• [WHAT THE EXERCISE ASKS] Copy the records below word for word, reproducing every line without any changes.

::: AVAILABLE RECORDS

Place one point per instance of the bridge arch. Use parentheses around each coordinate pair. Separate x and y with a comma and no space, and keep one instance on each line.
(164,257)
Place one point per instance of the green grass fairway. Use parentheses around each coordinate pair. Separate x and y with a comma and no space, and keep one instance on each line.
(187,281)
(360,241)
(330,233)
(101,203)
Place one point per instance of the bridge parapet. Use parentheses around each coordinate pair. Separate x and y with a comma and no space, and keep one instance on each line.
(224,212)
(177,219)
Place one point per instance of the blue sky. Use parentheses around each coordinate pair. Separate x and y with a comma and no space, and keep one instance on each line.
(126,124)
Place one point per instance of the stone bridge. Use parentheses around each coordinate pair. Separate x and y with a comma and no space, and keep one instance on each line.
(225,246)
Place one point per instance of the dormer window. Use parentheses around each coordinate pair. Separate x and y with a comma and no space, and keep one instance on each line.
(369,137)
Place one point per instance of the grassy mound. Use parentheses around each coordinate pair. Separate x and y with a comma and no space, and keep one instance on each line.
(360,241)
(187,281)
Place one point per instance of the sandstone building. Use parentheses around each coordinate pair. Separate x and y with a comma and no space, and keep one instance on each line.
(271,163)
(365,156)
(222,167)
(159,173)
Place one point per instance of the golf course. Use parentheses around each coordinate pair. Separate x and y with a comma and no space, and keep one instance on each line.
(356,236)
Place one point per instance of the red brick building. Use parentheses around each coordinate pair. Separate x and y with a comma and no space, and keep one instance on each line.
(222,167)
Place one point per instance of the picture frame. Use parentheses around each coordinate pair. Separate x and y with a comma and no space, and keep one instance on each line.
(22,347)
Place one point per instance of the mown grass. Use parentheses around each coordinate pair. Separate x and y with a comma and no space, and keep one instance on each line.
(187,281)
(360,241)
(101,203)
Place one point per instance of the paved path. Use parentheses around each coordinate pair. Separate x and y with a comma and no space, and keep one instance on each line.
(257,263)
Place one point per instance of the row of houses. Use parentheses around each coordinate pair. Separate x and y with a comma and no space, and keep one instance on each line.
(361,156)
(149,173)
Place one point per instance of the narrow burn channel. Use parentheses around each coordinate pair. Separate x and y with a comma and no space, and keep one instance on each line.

::::::

• [PROBLEM SOLUTION]
Place one point per instance of the bridge arch. Use parentheses around each coordinate pair. Separate x and y with a comma and no space, and keep one instance on each line.
(164,257)
Place one point per instance of the green grass fairway. Use parentheses around each coordinate pair. Separate x and y with a comma and no space, and keep one instance on each line.
(187,281)
(360,241)
(330,233)
(101,203)
Place one point per instance of the bridge parapet. Use parentheses around each coordinate pair. Separate x and y with a comma and no space, and keep one instance on each line.
(224,212)
(177,219)
Place one point per instance of the blue sky. Use parentheses around each coordinate pair. Separate x and y with a comma and no space, and keep one instance on each line.
(126,124)
Place one point per instance of the stone bridge. Use parentheses around each coordinate pair. Separate x and y with a comma and no space, and keep one instance on each line.
(225,246)
Place one point per instance of the dormer window. Use parentheses around each coordinate pair. Separate x and y with a comma and no space, and keep one instance on each line.
(369,137)
Place one point per instance of the grassy mound. Use parentheses around each coordinate pair. Separate x and y with a comma and no space, and keep one instance on each line.
(360,241)
(187,281)
Place one point per instance of the sandstone building. Use parentheses around each coordinate pair. Separate x and y with a comma and no space, and keep one instance on each line.
(271,163)
(365,156)
(222,167)
(159,173)
Place one point per instance of the golf course. Use parentheses around each coordinate pair. Separate x and y with a comma and no space, and keep one instance on each line.
(356,236)
Place one point per instance of the red brick building. Use parentheses around each coordinate pair. Separate x and y with a comma and no space, and keep one instance on each line.
(222,167)
Place one point per instance of the picture frame. Use parentheses around each coordinate pair. Separate x and y with a comma and no space, and keep one instance on each line.
(22,347)
Place one point per instance of the mown grass. Use parentheses around each coordinate pair. Separate x and y with a comma and no space, and keep one instance on each line.
(187,281)
(360,241)
(101,203)
Place one point per instance of the paved path. Use parentheses around each coordinate pair. Separate x and y with a comma and no space, and keep one instance on each line.
(257,263)
Place one point per instance of the row of houses. Use parentheses around each coordinate pair. Separate x and y with a comma and no space, and keep one instance on each line.
(361,156)
(149,173)
Place one point per instance of the narrow burn channel. Use parentheses around each coordinate pair. Separate x and y with a comma and no space, and keep one instance on each line.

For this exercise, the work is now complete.